▶ **Source document**:
Stateful Models#

This section introduces how Core ML models support stateful prediction. Starting from iOS18 / macOS15, Core ML models can have a state input type. With a stateful model, you can keep track of specific intermediate values (referred to as states), by persisting and updating them across inference runs. The model can implicitly read data from a state, and write back to a state.

Example: A Simple Accumulator#

To illustrate how stateful models work, we can use a toy example of an accumulator that keeps track of the sum of its inputs, and the output is a square of the input + accumulator. One way to create this model is to explicitly have accumulator inputs and outputs, as shown in the following figure. To run prediction with this model, we explicitly provide the accumulator as an input, get it back as the output and copy over its value to the input for the next prediction.

# prediction code with stateless model

acc_in = 0
y_1, acc_out = model(x_1, acc_in)
acc_in = acc_out
y_2, acc_out = model(x_2, acc_in)
acc_in = acc_out
...

Stateless with I/O

With stateful models you can read and write the accumulator state directly. You don’t need to define them as inputs or outputs and copy them explicitly from output of the previous prediction to the input of the next prediction call. The model takes care of updating the value implicitly.

# prediction code with stateful model

acc = initialize
y_1 = model(x_1, acc)
y_2 = model(x_2, acc)
...

Stateful model

Using stateful models in Core ML is convenient because it simplifies your code, and it leaves the decision of how to update the state to the model runtime, which may be more efficient.

State inputs show up alongside the usual model inputs in the Xcode UI as shown in the snapshot below.

States in Xcode UI

Registering States for a PyTorch Model#

To set up a PyTorch model to be converted to a Core ML stateful model, the first step is to use the register_buffer API in PyTorch to register buffers in the model to use as state tensors.

For example, the following code defines a model to demonstrate an accumulator, and registers the accumulator buffer as the state:

import numpy as np
import torch

import coremltools as ct

class Model(torch.nn.Module):
    def __init__(self):
        super().__init__()
        self.register_buffer("accumulator", torch.tensor(np.array([0], dtype=np.float16)))

▶ **Short problem 1**: Please translate this sentence from the Core ML stateful models page into Spanish: "The model can implicitly read data from a state, and write back to a state."
▶ **Short problem 2**: Write out the stretch of the Core ML stateful models page from "Stateful Models#" through "the next prediction.", swapping in "prediction calls" wherever "inference runs" appears.

▶ **Data section**:
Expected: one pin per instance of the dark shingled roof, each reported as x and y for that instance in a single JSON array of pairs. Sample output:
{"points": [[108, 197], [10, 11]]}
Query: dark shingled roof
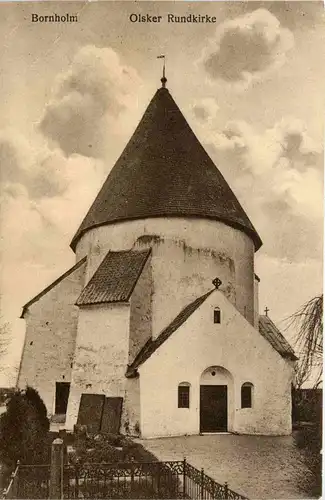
{"points": [[115, 278], [266, 327], [271, 333], [152, 345], [52, 285], [165, 171]]}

▶ **Written reply 1**: El modelo puede leer datos de un estado de forma implícita y volver a escribir en un estado.

▶ **Written reply 2**:
Stateful Models#

This section introduces how Core ML models support stateful prediction. Starting from iOS18 / macOS15, Core ML models can have a state input type. With a stateful model, you can keep track of specific intermediate values (referred to as states), by persisting and updating them across prediction calls. The model can implicitly read data from a state, and write back to a state.

Example: A Simple Accumulator#

To illustrate how stateful models work, we can use a toy example of an accumulator that keeps track of the sum of its inputs, and the output is a square of the input + accumulator. One way to create this model is to explicitly have accumulator inputs and outputs, as shown in the following figure. To run prediction with this model, we explicitly provide the accumulator as an input, get it back as the output and copy over its value to the input for the next prediction.